### Task
Reproduce, word for word, every line starting at the line that contains "(446,345) (no space after the comma)." and ending with the final line of the entries.

### Provided records
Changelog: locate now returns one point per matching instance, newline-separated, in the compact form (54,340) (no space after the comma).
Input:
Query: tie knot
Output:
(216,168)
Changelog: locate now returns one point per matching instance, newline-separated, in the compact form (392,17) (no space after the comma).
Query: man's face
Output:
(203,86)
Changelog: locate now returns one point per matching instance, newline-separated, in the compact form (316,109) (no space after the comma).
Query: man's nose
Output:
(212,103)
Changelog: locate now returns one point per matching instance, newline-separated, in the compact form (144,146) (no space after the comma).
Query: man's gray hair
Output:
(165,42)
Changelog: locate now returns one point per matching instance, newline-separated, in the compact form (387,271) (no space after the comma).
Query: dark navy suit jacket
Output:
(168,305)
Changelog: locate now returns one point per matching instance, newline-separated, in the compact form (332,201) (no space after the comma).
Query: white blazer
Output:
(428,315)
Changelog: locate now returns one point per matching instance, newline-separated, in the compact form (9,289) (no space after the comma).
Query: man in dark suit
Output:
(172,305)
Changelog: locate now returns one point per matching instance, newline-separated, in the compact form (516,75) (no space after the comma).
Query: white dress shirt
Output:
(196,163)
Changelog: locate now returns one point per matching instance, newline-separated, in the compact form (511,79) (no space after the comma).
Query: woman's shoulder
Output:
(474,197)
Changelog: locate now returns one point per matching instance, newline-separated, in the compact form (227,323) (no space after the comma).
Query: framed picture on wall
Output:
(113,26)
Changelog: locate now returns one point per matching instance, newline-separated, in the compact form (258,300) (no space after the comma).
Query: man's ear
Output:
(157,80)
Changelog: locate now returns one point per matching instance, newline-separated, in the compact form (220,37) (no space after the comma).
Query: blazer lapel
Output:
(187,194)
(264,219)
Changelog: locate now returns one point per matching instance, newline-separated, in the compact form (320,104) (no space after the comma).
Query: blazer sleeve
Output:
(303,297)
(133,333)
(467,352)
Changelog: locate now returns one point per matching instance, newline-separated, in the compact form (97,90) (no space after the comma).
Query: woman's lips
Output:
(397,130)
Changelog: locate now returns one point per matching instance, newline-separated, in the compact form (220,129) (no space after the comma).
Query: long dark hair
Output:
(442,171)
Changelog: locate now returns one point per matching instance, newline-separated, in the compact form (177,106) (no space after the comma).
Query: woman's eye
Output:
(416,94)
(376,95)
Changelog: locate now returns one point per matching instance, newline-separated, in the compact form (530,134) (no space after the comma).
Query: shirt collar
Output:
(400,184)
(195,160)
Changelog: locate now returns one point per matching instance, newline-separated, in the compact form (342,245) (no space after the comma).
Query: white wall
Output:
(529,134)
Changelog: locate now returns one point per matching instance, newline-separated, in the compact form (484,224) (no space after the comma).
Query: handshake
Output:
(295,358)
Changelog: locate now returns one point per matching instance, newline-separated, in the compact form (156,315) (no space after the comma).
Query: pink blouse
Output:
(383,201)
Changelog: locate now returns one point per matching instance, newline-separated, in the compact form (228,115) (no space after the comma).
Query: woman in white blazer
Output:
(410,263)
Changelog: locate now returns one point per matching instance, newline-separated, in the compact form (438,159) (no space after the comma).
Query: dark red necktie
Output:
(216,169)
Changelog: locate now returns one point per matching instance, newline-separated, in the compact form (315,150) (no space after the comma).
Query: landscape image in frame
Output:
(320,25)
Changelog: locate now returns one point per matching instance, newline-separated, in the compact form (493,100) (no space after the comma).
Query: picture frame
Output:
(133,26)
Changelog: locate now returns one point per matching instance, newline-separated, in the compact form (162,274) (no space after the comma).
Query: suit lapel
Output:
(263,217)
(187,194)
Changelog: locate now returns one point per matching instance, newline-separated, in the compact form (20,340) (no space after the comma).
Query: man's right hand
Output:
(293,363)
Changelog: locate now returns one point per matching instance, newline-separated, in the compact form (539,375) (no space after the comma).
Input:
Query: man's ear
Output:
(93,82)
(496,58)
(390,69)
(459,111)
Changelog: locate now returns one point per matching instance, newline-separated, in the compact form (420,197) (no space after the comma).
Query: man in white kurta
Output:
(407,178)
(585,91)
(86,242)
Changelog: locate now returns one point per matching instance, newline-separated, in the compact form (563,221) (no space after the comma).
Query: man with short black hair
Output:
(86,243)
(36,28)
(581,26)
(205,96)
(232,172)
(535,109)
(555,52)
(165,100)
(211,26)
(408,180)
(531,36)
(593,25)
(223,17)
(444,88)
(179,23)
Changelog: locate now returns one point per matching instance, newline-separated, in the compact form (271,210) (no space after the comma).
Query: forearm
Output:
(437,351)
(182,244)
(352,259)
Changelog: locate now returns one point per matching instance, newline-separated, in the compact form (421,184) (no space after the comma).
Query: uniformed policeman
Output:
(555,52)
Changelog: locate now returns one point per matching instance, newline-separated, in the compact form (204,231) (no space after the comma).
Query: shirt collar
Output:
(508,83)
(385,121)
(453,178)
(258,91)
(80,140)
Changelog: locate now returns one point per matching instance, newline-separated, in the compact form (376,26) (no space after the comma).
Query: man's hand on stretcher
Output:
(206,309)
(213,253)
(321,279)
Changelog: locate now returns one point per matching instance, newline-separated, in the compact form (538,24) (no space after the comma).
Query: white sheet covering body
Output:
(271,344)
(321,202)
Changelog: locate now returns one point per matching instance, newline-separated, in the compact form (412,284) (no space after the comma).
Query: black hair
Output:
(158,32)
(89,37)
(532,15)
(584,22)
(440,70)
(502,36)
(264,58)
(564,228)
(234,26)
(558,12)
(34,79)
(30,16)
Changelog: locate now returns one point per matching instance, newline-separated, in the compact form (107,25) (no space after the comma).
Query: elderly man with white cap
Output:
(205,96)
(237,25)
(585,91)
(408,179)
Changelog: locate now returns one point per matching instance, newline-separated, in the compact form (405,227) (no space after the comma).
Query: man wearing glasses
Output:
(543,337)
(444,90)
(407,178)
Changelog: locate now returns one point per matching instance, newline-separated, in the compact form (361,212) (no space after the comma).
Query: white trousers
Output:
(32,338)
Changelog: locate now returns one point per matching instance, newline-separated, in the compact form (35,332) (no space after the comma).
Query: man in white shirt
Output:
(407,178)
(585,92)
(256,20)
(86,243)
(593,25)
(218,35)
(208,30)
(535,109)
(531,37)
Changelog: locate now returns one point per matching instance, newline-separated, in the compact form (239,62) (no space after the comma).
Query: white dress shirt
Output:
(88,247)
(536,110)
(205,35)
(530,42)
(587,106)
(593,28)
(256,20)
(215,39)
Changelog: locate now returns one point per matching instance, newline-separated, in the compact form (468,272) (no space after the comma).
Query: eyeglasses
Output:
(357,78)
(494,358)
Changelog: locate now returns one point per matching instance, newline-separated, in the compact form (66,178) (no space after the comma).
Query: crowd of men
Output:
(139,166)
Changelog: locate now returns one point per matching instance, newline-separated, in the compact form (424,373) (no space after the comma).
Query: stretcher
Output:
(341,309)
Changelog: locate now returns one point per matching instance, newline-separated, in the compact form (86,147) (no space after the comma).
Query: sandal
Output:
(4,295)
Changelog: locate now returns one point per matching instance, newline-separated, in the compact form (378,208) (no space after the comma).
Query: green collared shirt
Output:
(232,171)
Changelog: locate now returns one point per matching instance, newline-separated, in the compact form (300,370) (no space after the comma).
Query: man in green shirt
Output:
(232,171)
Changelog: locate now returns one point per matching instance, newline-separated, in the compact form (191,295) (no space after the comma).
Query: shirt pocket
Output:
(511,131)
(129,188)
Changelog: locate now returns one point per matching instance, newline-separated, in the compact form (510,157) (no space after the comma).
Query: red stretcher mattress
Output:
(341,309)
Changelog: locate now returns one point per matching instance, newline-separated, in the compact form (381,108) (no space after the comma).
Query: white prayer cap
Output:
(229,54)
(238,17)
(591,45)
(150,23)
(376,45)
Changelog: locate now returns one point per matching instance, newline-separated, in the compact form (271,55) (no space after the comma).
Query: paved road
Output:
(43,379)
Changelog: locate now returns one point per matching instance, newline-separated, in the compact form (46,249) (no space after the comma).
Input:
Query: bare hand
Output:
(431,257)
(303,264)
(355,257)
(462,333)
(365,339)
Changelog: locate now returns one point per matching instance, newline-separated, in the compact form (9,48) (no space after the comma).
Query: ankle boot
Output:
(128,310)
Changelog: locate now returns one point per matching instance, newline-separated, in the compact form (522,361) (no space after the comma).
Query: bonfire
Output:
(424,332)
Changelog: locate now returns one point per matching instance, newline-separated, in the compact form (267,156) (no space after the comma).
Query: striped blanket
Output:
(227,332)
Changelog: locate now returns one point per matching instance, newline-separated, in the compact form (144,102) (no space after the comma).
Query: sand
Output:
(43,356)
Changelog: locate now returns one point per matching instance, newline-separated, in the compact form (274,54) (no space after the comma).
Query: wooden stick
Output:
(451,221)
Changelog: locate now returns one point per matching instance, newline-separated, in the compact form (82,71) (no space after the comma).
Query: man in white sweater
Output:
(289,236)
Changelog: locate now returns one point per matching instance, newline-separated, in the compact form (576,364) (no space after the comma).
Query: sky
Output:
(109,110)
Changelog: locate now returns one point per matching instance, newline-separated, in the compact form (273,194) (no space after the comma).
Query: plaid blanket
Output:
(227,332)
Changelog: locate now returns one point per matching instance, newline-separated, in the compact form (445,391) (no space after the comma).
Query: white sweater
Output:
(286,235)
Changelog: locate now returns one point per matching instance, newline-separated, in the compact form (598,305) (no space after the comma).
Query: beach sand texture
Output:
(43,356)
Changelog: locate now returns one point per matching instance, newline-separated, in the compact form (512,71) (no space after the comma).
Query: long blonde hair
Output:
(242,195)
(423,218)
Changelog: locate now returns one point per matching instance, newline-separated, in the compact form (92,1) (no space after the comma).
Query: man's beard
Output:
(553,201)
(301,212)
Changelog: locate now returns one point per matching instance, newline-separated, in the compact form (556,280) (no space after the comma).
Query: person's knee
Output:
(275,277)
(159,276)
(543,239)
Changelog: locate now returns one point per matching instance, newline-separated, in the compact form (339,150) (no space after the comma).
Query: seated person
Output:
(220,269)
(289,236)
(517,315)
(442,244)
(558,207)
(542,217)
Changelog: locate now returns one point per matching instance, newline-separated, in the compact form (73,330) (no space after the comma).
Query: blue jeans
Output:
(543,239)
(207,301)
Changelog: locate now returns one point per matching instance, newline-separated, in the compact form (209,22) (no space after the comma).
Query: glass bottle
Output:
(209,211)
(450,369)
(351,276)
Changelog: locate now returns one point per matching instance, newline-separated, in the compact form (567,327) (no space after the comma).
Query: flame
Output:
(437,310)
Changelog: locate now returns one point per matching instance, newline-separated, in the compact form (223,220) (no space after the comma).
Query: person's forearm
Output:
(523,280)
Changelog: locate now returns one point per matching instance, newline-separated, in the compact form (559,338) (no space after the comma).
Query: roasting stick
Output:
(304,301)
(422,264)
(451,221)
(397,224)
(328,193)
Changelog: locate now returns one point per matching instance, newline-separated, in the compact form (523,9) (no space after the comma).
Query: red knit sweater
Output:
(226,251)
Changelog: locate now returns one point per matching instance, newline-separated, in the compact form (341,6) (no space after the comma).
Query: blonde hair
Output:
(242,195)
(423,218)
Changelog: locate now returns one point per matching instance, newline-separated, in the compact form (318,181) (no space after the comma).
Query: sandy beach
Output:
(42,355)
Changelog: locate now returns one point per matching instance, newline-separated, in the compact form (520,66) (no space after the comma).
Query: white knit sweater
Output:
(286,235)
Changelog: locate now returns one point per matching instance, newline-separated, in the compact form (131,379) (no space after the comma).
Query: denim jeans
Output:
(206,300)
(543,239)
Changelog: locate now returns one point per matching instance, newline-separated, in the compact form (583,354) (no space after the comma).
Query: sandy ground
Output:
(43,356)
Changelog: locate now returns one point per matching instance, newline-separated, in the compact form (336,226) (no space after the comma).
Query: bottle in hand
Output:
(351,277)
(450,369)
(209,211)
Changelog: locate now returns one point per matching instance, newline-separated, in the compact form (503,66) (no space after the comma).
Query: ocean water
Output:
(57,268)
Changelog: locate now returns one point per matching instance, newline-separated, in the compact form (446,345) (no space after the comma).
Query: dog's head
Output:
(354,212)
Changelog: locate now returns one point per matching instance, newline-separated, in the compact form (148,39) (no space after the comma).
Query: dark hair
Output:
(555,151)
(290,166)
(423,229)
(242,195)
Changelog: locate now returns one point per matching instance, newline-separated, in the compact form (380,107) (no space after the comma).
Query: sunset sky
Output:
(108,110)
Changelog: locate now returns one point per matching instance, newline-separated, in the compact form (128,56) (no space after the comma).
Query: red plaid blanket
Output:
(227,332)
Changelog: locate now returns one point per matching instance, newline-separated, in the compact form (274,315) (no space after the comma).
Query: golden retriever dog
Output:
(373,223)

### Completed exercise
Changelog: locate now returns one point per matching instance, newline-separated, in the compact form (446,345) (no space after the comma).
Query: dog's head
Output:
(354,212)
Changelog: locate now returns one point per matching instance, newline-separated, in the compact form (148,39) (no space after the comma).
Query: dark hair
Output:
(555,151)
(290,166)
(423,229)
(242,195)
Changelog: locate now returns one point per matching instance, newline-separated, in the compact form (380,107) (no space after the comma).
Query: sunset sky
Output:
(108,110)
Changelog: locate now returns one point per matching instance, newline-separated, in the compact form (128,56) (no space after the comma).
Query: red plaid blanket
Output:
(227,332)
Changelog: locate now returns one point per matching instance, newline-separated, in the compact form (274,315) (no space after the comma).
Query: golden retriever dog
Output:
(373,223)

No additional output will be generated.